══ SOURCE DATA

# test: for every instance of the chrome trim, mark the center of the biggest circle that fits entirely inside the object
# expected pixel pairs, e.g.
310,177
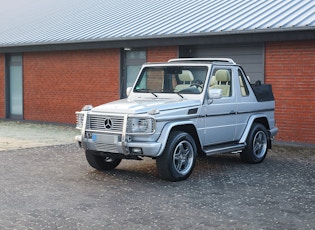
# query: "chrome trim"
124,136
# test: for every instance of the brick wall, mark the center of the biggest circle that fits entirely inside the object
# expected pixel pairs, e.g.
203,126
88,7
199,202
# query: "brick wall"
290,68
2,91
56,84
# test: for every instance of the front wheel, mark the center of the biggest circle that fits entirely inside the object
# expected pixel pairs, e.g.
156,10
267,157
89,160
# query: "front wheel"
102,161
256,145
178,159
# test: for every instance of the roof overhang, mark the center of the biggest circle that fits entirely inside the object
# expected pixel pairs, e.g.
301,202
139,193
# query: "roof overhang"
224,37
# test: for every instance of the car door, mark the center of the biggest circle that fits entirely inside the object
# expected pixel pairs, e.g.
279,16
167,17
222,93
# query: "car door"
220,114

════

Look for the string "fits" in the records, and copy every line where it is found.

:: TASK SOLUTION ::
# test: for every instance of the chrome trim, mark the center of the biggest circle that fits entirely inside the object
# test: for every instance of the brick wall, mark the center of the biggest circle that fits entirely inside the object
# test: for every instance of the front wheel, mark the center of the biggest circle that fits entirely inside the object
# test: for every instance of the roof overhang, mark the center of the biggest circle that fits entirely inside the object
# test: for every instance of the car door, mark the center of the biggest circle that fits entirely inside the object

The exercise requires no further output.